3rd LP from Freak Genes, they make cleverly deranged punk music for freaks, by freaks. Whether it's in their genes or acquired from years of dysfunctional ideas gone awry playing in bands, this album is a synth in your face.
For their third LP, Freak Genes have unearthed 12 more sort-of-pop sort-of-not songs for your ears to enjoy. Making use of a synthesiser found in a skip and a guitar that won’t stay in tune, III is garage rock meets Gary Numan. There are some hit tracks, weird stuff and almost intentional accidents. If you like making functional use of dysfunctional ideas, this is for you…and if you love DAF, The Units, Lodger-era Bowie, 154-style Wire or The Flying Lizards then so much the better.
Freak Genes III was made by Charlie Murphy (Red Cords) and Andrew Anderson (Hipshakes / Proto Idiot) and mixed/mastered/made good by Mikey Young. Strictly not for norms.
"The always wonderful Freak Genes are back with what is already their third album in 20 months. On Qwak Qwak, you could hear Andrew and Charlie flirting with electronic instrumentation. III (out on Drunken Sailor Records) finds them all-in on synth-pop. Think more 154 era Wire, less Pink Flag. That's quite a leap for inside of two years, but in my business we call that a "natural progression" (Wire themselves did the same thing!). Everything that was charming, wonderfully weird, playfully non-conforming, and non-conventionally hooky about the duo's first two albums remains fully in tact. Perhaps the more cohesive synth-pop sound makes this particular album feel less all over the place. But I can assure you that it is still somewhat all over the place! The one-sheet promises "garage rock meets Gary Numan", and tracks like "Get Ready To Go" and "Strange Light" deliver exactly that. You can pick up the influences immediately yet still recognize distinct qualities of these guys' other bands. They are never afraid to experiment, but they always come back to writing memorable tunes with hooks. Meanwhile songs such as "Breach" and "Now It's Done" demonstrate that even synth pop era Freak Genes have not totally left post-punk behind. And if your favorite part of every Freak Genes album is coming across a song that makes you go "I don't know what the hell this is, but I sure like it!", "Stitches" and "Close Up" are oddball tracks that you will surely enjoy. There will never be such a thing as two Freak Genes songs that sound the same. Is it just me, or could "Nothing In Between Us" pass for one of The Cure's "poppy" songs?!
I can't fully put my finger on what delights me so much about Freak Genes. I think it's that they've made me fall in love with post-punk and new wave again. This was music I grew up on, yet I've been mostly lukewarm on its modern adherents. Charlie and Andrew take those influences and actually have fun with them. Even if there's a dark turn or two on III, it remains a joyful musical creation that's an absolute pleasure to listen to. Originally inspired by the idea of recording misfit songs, Freak Genes have become a misfit band (and that's a lower case "misfit"....these guys are probably 20 albums away from attempting horror punk). And I hope that's what they continue to be forever."
Fast and Louder blog.
Our take: First we had two records in a row with Yecatl Peña artwork, now we have two bands in a row with the word “freak” in their name. Am I seeing double? Anyway, back to the task at hand: writing about this new LP from Freak Genes. While this is the band’s third LP it’s the first time I’ve heard them and I’m quite impressed! The label’s description made me think this would be cold, dour synthetic pop music a la Wire’s 154 or David Bowie’s Lodger, but honestly I don’t hear either of those things very much on III. What I hear is a songwriting style that resembles what Jay Reatard was doing at the end of his career, when he injected a heaping helping of bright, New Zealand-style pop into his brooding garage-punk. “Strange Light” even sounds suspiciously like “Hammer I Miss You,” one of Jay’s most underrated tracks. Not that Freak Genes are a rip-off; I also hear bits that remind me of Devo (especially the Freedom of Choice-esque ”Breach”) and the whole SoCal drum machine punk thing (S.B.F., Race Car, etc.). The band is adept, adventurous, and great at writing catchy, fun, and memorable songs, and if you find the aforementioned references intriguing I recommend checking them out.

▶ **Given records**:
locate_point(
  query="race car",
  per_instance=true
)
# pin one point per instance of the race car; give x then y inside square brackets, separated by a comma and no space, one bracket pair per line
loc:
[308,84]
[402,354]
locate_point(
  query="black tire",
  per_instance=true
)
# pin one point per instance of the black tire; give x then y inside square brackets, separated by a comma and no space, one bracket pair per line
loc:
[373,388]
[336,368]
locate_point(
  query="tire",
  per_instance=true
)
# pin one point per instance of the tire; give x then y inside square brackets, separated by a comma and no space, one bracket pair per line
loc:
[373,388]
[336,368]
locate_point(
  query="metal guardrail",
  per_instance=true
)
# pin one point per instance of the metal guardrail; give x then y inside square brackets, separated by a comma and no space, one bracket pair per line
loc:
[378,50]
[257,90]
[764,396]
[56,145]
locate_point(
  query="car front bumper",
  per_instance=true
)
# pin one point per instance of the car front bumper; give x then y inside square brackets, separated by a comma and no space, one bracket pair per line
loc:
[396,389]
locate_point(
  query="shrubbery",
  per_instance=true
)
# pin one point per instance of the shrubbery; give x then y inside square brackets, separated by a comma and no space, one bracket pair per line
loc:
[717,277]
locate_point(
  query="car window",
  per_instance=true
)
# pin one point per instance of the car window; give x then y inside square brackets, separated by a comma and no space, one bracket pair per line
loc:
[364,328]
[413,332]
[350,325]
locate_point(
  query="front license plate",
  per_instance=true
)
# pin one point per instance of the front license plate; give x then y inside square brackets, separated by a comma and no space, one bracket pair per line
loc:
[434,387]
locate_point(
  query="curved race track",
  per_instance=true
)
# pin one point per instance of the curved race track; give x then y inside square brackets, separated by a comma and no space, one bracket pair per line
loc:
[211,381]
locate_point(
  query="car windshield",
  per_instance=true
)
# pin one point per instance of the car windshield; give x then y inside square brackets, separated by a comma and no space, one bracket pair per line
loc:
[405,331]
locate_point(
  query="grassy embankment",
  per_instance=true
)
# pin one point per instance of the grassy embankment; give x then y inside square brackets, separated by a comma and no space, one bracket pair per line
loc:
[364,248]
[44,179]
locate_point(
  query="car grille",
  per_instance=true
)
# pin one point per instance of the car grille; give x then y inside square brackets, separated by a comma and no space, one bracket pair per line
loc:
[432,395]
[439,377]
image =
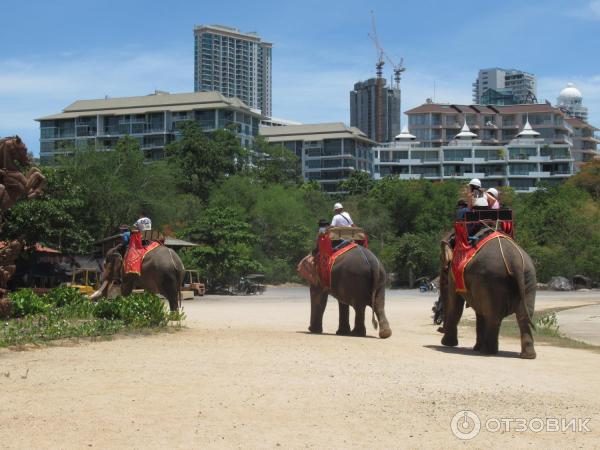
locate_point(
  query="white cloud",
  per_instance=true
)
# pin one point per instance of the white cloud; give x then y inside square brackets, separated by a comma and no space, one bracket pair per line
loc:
[550,87]
[590,11]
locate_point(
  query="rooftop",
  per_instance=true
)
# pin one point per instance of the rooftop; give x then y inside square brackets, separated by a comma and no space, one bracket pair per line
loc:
[159,101]
[316,132]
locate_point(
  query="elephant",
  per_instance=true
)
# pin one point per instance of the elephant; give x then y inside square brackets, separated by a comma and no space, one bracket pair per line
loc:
[357,280]
[162,273]
[499,280]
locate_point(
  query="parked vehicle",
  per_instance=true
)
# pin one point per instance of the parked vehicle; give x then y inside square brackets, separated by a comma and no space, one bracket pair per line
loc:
[252,284]
[191,282]
[85,280]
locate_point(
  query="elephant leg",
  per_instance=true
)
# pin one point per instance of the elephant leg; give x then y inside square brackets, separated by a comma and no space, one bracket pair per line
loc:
[359,321]
[527,349]
[384,326]
[318,302]
[344,322]
[489,343]
[480,325]
[452,315]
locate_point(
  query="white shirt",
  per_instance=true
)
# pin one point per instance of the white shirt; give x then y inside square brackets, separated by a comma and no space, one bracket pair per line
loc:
[495,203]
[143,224]
[341,220]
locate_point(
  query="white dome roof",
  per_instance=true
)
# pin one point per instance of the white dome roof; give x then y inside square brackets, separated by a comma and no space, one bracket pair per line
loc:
[570,93]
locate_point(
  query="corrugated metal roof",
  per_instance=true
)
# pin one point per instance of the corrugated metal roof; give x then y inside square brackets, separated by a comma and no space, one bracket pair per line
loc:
[151,103]
[316,132]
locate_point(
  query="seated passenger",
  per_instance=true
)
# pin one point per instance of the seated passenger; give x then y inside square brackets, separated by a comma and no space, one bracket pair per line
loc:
[474,192]
[492,196]
[463,209]
[340,217]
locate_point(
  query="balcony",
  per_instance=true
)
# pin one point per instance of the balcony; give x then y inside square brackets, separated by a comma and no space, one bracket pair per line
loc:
[538,174]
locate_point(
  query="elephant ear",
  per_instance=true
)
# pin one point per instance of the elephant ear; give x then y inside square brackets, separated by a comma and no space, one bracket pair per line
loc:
[447,254]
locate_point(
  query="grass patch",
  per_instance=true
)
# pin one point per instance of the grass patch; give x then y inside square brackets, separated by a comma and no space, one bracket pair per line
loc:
[64,313]
[547,330]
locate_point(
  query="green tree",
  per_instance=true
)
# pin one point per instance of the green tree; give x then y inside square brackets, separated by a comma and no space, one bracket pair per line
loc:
[205,160]
[276,164]
[357,183]
[226,246]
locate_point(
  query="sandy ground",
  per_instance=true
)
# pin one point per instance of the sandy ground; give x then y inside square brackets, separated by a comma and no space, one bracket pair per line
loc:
[245,374]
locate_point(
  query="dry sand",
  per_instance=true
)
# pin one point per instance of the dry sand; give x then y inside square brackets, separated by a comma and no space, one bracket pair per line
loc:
[244,374]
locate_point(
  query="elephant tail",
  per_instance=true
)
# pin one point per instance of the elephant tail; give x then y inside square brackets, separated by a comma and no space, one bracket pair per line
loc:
[375,279]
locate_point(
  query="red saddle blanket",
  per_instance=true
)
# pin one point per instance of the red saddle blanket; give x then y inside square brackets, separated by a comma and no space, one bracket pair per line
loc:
[135,257]
[464,252]
[327,257]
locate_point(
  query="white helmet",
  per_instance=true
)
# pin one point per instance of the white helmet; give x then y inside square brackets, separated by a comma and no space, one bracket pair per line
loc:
[493,192]
[480,202]
[475,182]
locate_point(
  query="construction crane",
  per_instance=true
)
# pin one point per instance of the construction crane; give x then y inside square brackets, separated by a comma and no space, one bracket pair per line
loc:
[378,82]
[398,69]
[380,53]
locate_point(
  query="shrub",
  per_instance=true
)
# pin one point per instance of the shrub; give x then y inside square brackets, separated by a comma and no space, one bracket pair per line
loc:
[137,310]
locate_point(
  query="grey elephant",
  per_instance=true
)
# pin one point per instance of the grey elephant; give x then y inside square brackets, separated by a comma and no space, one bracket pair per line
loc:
[162,273]
[357,280]
[500,280]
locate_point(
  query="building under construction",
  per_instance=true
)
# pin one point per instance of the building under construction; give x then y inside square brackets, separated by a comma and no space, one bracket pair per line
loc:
[375,109]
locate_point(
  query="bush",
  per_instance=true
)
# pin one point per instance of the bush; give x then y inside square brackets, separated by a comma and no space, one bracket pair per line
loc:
[137,310]
[25,302]
[65,296]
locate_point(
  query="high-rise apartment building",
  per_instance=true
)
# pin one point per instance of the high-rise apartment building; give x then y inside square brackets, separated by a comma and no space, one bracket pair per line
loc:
[498,86]
[233,63]
[153,120]
[363,110]
[570,101]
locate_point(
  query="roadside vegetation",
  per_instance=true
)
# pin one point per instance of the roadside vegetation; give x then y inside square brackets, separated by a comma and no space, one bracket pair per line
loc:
[250,211]
[64,313]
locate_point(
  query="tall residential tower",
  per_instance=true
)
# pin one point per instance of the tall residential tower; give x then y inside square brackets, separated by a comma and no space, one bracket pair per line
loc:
[233,63]
[498,86]
[363,110]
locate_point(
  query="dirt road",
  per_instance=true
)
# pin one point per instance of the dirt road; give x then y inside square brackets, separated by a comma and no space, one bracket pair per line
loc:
[245,374]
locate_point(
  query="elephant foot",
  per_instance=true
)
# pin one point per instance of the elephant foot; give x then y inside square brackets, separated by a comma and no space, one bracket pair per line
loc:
[360,332]
[528,353]
[450,341]
[385,333]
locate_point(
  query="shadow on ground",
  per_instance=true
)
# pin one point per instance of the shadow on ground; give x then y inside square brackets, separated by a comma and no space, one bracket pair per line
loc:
[470,352]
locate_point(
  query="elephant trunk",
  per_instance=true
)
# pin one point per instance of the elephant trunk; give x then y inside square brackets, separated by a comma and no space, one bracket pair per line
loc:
[100,292]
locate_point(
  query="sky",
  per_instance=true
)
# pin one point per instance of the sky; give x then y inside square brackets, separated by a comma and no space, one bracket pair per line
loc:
[55,52]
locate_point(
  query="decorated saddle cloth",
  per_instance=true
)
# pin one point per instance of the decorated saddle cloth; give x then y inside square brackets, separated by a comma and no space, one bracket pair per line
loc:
[464,252]
[327,257]
[135,257]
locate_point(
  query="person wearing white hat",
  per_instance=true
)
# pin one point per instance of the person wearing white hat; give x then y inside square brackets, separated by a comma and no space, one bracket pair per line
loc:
[474,192]
[492,198]
[340,217]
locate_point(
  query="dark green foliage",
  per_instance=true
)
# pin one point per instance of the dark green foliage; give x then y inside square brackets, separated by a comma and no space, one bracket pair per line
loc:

▶ **Required actions**:
[1] Reproduce the passage of the Freak Genes III page from "3rd LP from" to "in your face.".
[2] Answer these questions from the Freak Genes III page:
(a) Who mixed and mastered the album?
(b) According to the Fast and Louder blog quote, which label released III?
(c) In the "Our take" review, which Jay Reatard track does "Strange Light" sound like?
[3] Turn the paragraph of the Freak Genes III page that begins "For their third LP, Freak Genes have unearthed" into a bulleted list that keeps its main facts.

▶ **Answer list**:
[1]
3rd LP from Freak Genes, they make cleverly deranged punk music for freaks, by freaks. Whether it's in their genes or acquired from years of dysfunctional ideas gone awry playing in bands, this album is a synth in your face.

[2]
(a) Mikey Young
(b) Drunken Sailor Records
(c) "Hammer I Miss You"

[3]
- III is Freak Genes' third LP, with 12 songs that are sort of pop and sort of not.
- It was made with a synthesizer found in a skip and a guitar that won't stay in tune.
- The sound is described as garage rock meets Gary Numan.
- It has some hit tracks, weird stuff and almost intentional accidents.
- It suits listeners who like making functional use of dysfunctional ideas, especially fans of DAF, The Units, Lodger-era Bowie, 154-style Wire or The Flying Lizards.